BEGIN DATA FOR ANALYSIS

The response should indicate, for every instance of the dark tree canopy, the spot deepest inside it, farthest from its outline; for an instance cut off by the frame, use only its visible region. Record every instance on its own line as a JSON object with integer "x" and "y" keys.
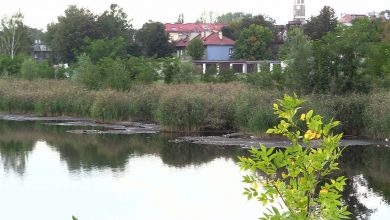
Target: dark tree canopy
{"x": 114, "y": 23}
{"x": 241, "y": 21}
{"x": 67, "y": 37}
{"x": 319, "y": 25}
{"x": 154, "y": 41}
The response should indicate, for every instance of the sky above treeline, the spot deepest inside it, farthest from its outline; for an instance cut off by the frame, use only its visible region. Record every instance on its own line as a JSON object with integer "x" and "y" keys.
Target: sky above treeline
{"x": 39, "y": 13}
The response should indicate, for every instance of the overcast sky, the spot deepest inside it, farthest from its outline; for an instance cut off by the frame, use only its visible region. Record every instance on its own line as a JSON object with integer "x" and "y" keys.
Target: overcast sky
{"x": 38, "y": 13}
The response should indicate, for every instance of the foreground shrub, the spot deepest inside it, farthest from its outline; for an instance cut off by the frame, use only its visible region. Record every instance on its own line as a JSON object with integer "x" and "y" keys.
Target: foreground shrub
{"x": 298, "y": 176}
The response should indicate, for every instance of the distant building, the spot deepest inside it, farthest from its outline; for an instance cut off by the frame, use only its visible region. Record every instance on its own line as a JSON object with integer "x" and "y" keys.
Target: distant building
{"x": 40, "y": 52}
{"x": 179, "y": 31}
{"x": 347, "y": 19}
{"x": 299, "y": 10}
{"x": 217, "y": 47}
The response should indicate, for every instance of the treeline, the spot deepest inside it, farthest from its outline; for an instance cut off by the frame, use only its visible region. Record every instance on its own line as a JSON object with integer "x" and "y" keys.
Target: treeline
{"x": 191, "y": 107}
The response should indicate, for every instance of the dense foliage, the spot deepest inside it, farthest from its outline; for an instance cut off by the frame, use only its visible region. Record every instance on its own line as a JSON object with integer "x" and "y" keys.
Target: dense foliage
{"x": 300, "y": 175}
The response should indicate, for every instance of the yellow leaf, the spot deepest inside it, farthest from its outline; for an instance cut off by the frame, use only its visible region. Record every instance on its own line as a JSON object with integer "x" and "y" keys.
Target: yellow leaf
{"x": 324, "y": 190}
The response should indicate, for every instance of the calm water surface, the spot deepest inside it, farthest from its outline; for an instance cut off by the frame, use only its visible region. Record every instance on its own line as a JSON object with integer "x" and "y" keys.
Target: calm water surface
{"x": 46, "y": 173}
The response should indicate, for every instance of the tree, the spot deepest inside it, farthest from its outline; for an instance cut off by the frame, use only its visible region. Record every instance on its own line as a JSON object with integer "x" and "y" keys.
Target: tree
{"x": 13, "y": 34}
{"x": 341, "y": 57}
{"x": 196, "y": 49}
{"x": 232, "y": 17}
{"x": 29, "y": 69}
{"x": 114, "y": 47}
{"x": 68, "y": 37}
{"x": 254, "y": 43}
{"x": 318, "y": 26}
{"x": 154, "y": 41}
{"x": 114, "y": 23}
{"x": 297, "y": 181}
{"x": 243, "y": 21}
{"x": 298, "y": 55}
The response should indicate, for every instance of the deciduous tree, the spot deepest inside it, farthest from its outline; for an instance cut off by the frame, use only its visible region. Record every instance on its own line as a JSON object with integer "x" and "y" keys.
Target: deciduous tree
{"x": 254, "y": 43}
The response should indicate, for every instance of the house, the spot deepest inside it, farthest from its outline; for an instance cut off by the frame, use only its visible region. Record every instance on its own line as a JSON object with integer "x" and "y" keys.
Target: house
{"x": 217, "y": 47}
{"x": 179, "y": 31}
{"x": 40, "y": 52}
{"x": 347, "y": 19}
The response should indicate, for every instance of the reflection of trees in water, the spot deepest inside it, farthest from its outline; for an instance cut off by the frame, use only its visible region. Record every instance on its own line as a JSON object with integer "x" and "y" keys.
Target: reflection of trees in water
{"x": 88, "y": 152}
{"x": 181, "y": 155}
{"x": 367, "y": 166}
{"x": 14, "y": 155}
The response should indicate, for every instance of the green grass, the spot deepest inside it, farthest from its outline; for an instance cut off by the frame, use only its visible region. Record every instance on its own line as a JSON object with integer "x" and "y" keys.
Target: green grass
{"x": 191, "y": 107}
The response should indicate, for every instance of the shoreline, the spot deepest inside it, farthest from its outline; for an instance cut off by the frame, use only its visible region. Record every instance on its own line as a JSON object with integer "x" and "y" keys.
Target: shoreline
{"x": 243, "y": 140}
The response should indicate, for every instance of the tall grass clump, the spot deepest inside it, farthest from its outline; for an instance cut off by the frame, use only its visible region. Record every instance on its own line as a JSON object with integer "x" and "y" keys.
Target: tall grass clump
{"x": 346, "y": 108}
{"x": 110, "y": 105}
{"x": 376, "y": 115}
{"x": 144, "y": 102}
{"x": 198, "y": 107}
{"x": 253, "y": 110}
{"x": 179, "y": 111}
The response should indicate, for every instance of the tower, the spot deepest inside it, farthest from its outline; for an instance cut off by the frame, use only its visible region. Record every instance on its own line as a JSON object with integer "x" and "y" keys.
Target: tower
{"x": 299, "y": 10}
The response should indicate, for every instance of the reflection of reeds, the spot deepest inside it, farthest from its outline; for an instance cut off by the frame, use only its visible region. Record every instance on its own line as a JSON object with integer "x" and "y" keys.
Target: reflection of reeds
{"x": 88, "y": 152}
{"x": 190, "y": 107}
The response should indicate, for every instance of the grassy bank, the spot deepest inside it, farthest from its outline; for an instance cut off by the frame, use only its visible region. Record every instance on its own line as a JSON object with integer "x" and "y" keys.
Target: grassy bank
{"x": 190, "y": 107}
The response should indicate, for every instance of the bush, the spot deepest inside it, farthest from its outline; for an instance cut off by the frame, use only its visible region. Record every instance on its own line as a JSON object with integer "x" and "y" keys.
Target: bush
{"x": 301, "y": 174}
{"x": 87, "y": 73}
{"x": 186, "y": 73}
{"x": 29, "y": 69}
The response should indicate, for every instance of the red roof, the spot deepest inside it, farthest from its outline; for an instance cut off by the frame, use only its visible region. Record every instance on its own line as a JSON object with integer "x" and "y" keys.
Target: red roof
{"x": 214, "y": 39}
{"x": 192, "y": 27}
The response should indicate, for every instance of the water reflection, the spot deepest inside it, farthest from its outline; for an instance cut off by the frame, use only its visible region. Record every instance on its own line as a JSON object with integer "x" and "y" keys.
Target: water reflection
{"x": 367, "y": 167}
{"x": 89, "y": 152}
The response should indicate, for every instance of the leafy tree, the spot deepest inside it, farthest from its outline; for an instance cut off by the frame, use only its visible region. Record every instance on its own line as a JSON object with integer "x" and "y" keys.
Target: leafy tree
{"x": 319, "y": 25}
{"x": 86, "y": 73}
{"x": 13, "y": 35}
{"x": 186, "y": 73}
{"x": 114, "y": 23}
{"x": 68, "y": 37}
{"x": 196, "y": 49}
{"x": 301, "y": 175}
{"x": 298, "y": 55}
{"x": 341, "y": 56}
{"x": 154, "y": 41}
{"x": 232, "y": 17}
{"x": 114, "y": 47}
{"x": 29, "y": 69}
{"x": 234, "y": 28}
{"x": 254, "y": 43}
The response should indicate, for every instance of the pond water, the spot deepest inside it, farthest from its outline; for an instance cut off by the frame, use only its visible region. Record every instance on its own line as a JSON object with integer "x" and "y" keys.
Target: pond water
{"x": 47, "y": 173}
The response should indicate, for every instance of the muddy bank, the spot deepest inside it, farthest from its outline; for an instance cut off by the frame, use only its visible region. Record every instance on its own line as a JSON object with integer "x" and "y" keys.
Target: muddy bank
{"x": 88, "y": 127}
{"x": 247, "y": 142}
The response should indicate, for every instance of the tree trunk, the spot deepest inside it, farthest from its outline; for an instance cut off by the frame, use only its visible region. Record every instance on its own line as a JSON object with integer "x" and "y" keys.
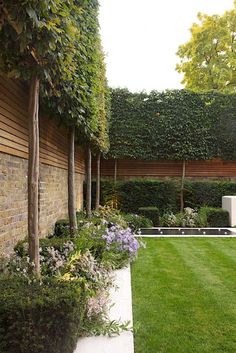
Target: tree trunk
{"x": 71, "y": 182}
{"x": 115, "y": 171}
{"x": 33, "y": 176}
{"x": 89, "y": 184}
{"x": 182, "y": 187}
{"x": 98, "y": 181}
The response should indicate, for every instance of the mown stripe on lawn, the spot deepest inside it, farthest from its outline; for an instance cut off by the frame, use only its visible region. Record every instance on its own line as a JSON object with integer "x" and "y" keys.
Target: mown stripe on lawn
{"x": 172, "y": 300}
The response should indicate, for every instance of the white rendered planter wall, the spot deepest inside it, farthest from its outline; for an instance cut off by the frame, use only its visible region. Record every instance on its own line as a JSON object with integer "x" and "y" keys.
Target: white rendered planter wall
{"x": 229, "y": 204}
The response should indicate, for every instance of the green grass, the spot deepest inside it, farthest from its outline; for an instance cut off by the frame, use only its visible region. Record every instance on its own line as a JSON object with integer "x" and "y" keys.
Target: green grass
{"x": 184, "y": 296}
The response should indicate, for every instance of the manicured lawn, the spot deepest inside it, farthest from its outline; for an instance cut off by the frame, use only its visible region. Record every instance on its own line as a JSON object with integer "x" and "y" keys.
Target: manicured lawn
{"x": 184, "y": 296}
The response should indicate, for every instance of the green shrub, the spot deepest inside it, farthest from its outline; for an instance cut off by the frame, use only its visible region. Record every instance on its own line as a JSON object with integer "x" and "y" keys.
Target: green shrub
{"x": 62, "y": 228}
{"x": 188, "y": 218}
{"x": 207, "y": 193}
{"x": 39, "y": 317}
{"x": 151, "y": 213}
{"x": 135, "y": 222}
{"x": 214, "y": 217}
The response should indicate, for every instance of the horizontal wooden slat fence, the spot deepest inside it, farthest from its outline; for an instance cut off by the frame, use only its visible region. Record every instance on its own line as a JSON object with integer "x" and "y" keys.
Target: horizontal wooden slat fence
{"x": 14, "y": 130}
{"x": 159, "y": 169}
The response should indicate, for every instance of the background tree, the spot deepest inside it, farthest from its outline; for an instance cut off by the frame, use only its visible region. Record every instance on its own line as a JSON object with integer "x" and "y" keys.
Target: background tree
{"x": 208, "y": 59}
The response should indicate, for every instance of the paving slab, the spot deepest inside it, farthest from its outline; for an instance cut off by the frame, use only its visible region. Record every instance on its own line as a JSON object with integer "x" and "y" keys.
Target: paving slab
{"x": 121, "y": 296}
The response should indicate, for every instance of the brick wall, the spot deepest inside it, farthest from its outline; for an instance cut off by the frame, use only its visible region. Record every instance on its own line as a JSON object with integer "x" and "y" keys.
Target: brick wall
{"x": 13, "y": 199}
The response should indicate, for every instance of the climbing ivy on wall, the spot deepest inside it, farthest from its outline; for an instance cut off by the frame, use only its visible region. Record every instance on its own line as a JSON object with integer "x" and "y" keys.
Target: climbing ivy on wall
{"x": 176, "y": 125}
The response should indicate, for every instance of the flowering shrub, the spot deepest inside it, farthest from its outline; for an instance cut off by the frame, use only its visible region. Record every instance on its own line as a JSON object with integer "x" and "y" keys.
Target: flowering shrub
{"x": 84, "y": 266}
{"x": 120, "y": 242}
{"x": 188, "y": 218}
{"x": 102, "y": 243}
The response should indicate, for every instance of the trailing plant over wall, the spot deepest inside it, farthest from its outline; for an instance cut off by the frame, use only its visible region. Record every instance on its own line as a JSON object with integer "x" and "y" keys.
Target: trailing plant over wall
{"x": 172, "y": 125}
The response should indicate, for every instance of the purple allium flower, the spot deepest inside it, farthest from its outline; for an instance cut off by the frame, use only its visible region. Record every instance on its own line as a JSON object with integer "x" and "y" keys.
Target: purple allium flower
{"x": 123, "y": 238}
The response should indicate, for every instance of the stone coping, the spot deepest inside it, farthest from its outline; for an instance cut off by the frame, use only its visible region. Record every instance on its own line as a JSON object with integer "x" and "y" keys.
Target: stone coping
{"x": 121, "y": 296}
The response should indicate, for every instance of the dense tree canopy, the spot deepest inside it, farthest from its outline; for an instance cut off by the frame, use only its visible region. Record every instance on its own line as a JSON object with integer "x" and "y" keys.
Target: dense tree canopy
{"x": 208, "y": 59}
{"x": 59, "y": 42}
{"x": 174, "y": 125}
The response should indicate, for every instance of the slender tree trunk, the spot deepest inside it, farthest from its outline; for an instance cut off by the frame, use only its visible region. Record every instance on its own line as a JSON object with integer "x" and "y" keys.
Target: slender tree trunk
{"x": 89, "y": 184}
{"x": 182, "y": 187}
{"x": 33, "y": 176}
{"x": 115, "y": 171}
{"x": 98, "y": 183}
{"x": 71, "y": 182}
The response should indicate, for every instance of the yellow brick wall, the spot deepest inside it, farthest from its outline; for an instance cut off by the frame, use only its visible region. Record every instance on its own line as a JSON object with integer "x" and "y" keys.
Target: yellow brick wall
{"x": 13, "y": 199}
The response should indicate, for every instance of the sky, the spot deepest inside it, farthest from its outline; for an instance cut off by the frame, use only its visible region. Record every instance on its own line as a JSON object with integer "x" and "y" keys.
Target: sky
{"x": 141, "y": 38}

END DATA FOR ANALYSIS

## WORK INSTRUCTION
Reproduce the lines above, beginning at the line with "Target: bush" and stopping after the line with "The response should indicate, for every instance of the water", exactly as they are.

## ANSWER FOR THE TASK
Target: bush
{"x": 301, "y": 174}
{"x": 87, "y": 73}
{"x": 186, "y": 73}
{"x": 29, "y": 69}
The response should indicate, for every instance of the red roof, the spot deepest inside it, farthest from its outline; for an instance cut off by the frame, use only its visible region. Record every instance on its own line as a JSON object with integer "x" and "y" keys.
Target: red roof
{"x": 214, "y": 39}
{"x": 192, "y": 27}
The response should indicate, for every instance of the water reflection, the spot deepest inside it, farthest from its outline; for an instance cut off by the frame, use only its visible region. Record every instance on its own line as a JSON object with integer "x" and "y" keys.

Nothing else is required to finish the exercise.